The task: Show each line in the listing below that contains the word "lamp", copying every such line without changes.

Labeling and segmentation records

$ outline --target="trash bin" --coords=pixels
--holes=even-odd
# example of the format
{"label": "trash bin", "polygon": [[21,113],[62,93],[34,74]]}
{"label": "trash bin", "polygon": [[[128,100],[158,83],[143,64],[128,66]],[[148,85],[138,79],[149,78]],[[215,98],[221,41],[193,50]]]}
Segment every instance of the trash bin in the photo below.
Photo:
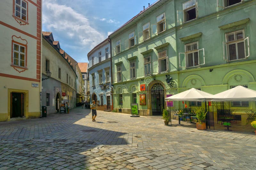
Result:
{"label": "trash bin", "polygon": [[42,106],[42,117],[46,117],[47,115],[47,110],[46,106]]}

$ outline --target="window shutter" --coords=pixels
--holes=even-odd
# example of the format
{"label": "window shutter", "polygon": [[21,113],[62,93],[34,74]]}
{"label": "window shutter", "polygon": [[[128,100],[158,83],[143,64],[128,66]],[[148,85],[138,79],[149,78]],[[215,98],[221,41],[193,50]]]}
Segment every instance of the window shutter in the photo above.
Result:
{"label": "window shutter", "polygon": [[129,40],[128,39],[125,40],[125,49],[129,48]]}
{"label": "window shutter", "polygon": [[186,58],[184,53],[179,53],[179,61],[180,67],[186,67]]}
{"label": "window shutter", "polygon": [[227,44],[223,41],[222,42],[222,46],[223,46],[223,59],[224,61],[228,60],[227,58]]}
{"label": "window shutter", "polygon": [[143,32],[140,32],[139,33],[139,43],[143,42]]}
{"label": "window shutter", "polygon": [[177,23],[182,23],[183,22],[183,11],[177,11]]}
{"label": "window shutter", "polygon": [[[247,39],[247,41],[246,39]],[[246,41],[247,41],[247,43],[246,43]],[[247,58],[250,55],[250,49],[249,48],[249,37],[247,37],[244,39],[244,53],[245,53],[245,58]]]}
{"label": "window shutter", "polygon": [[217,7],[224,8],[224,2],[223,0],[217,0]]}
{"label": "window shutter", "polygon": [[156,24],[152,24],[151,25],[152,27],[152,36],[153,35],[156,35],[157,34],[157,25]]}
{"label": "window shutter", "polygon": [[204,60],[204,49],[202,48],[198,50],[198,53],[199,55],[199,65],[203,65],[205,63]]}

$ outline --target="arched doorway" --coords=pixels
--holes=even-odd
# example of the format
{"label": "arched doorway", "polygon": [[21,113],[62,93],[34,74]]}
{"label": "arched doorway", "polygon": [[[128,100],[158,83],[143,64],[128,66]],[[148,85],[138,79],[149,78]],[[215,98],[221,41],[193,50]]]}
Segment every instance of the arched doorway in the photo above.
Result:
* * *
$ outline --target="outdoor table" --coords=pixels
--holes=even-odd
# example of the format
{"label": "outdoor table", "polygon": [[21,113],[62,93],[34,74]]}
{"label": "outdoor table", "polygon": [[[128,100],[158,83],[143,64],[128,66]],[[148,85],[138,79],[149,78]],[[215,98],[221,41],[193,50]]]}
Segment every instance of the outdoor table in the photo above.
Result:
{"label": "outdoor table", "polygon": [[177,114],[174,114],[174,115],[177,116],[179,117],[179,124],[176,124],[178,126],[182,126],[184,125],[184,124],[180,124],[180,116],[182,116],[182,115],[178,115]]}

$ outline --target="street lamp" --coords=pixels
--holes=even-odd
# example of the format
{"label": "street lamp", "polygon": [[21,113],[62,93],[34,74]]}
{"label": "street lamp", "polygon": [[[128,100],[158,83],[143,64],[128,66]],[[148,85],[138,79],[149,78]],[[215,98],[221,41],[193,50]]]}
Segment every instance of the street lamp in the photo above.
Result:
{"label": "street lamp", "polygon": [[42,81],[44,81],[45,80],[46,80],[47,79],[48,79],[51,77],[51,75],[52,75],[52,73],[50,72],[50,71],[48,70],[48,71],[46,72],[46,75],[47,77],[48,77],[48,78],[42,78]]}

Exercise answer:
$ outline --target="street lamp" --coords=pixels
{"label": "street lamp", "polygon": [[21,113],[62,93],[34,74]]}
{"label": "street lamp", "polygon": [[[128,100],[158,83],[143,64],[128,66]],[[148,85],[138,79],[149,78]],[[215,98],[221,41],[193,50]]]}
Segment every instance of the street lamp in the photo above.
{"label": "street lamp", "polygon": [[42,81],[44,81],[45,80],[46,80],[47,79],[48,79],[51,77],[51,75],[52,75],[52,73],[50,72],[50,71],[48,70],[48,71],[46,72],[46,75],[47,77],[48,77],[48,78],[42,78]]}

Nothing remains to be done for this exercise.